▶ _Passage shown_

--

In addition to the compensation arrangements discussed in the sections titled “Management” and “Executive Compensation,” the following is a description of each transaction since January 1, 2018 and each currently proposed transaction in which:

 

  

we have been or are to be a participant;

 

  

the amount involved exceeds or will exceed $120,000; and

 

  

any of our directors, executive officers, or holders of more than five percent of our capital stock, or any immediate family member of or person sharing the household with any of these individuals, had or will have a direct or indirect material interest.

Series E Convertible Preferred Stock Financing and Tender Offer

Between January 2018 and October 2018, we sold an aggregate of 6,742,918 shares of our Series E convertible preferred stock at a purchase price of approximately $67.48 per share for an aggregate purchase price of approximately $454.7 million, net of issuance costs. Each share of our Series E convertible preferred stock will convert into approximately 1.0233 shares of Class A common stock upon the completion of this offering.

The purchasers of our Series E convertible preferred stock are entitled to specified registration rights. For additional information, see the section titled “Description of Capital Stock—Registration Rights.” The terms of these purchases were the same for all purchasers of our Series E convertible preferred stock. See the section titled “Principal Stockholders” for more details regarding the shares held by certain of these entities.

--

▶ _Recorded information_
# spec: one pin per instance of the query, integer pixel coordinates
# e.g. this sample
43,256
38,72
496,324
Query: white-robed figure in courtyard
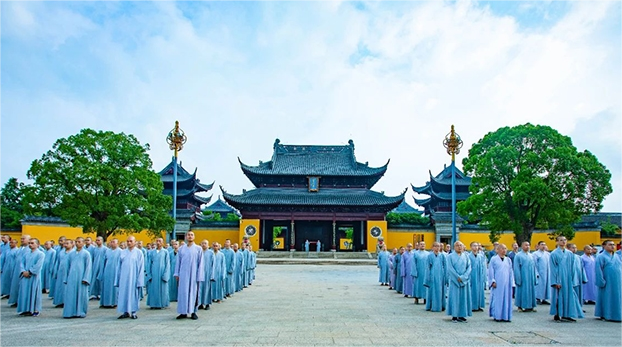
608,274
543,288
77,281
565,304
526,279
205,290
189,273
218,274
172,282
419,264
31,266
60,272
459,274
130,279
48,267
436,279
107,277
7,268
383,266
501,279
15,277
158,277
478,277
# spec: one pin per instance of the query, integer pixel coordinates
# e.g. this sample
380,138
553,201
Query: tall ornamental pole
176,140
453,143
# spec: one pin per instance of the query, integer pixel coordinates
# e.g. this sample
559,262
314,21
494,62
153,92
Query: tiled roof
313,160
302,197
220,207
404,207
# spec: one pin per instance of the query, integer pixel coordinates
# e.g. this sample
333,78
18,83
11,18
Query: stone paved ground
302,305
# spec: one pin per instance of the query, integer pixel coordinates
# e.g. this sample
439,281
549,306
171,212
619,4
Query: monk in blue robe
130,279
459,274
60,272
77,281
230,262
392,268
383,266
98,250
7,268
526,278
565,306
543,287
29,300
158,276
189,273
109,292
48,265
205,290
399,283
580,278
406,270
478,277
419,273
436,279
253,265
237,269
218,274
501,279
16,279
608,273
589,265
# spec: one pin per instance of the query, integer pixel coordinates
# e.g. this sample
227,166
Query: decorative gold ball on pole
176,139
453,143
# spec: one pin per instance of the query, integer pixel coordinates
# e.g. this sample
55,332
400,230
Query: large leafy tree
531,176
11,209
101,181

--

▶ _What to work on_
Continue the passage on related-party transactions and the Series E financing, starting after its last sentence.

▶ _Result for this task_
The following table summarizes the Series E convertible preferred stock purchased by an affiliate of a member of our board of directors and holder of more than 5% of our outstanding capital stock:

 

Name of Related Party

  Shares of
Series E
Redeemable
Convertible
Preferred
Stock
   Total
Purchase
Price ($)
 

SVF Excalibur (Cayman) Limited(1)

   6,668,820    449,999,970 

 

 (1)

SVF Excalibur (Cayman) Limited holds more than five percent of our outstanding capital stock. Jeffrey Housenbold, a member of our board of directors, is a Managing Partner at SB Investment Advisors (US) Inc., an affiliate of SVF Excalibur (Cayman) Limited, but does not have voting or dispositive power over the shares held by SVF Excalibur (Cayman) Limited.

In addition, in connection with our Series E convertible preferred stock financing, SVF Excalibur (Cayman) Limited launched a tender offer, or the March 2018 Tender Offer, to purchase up to approximately $104.0 million of shares of our capital stock. The March 2018 Tender Offer expired on March 19, 2018 and upon settlement, SVF Excalibur (Cayman) Limited purchased 1,607,856 shares of capital stock for an aggregate purchase price of approximately $80.0 million.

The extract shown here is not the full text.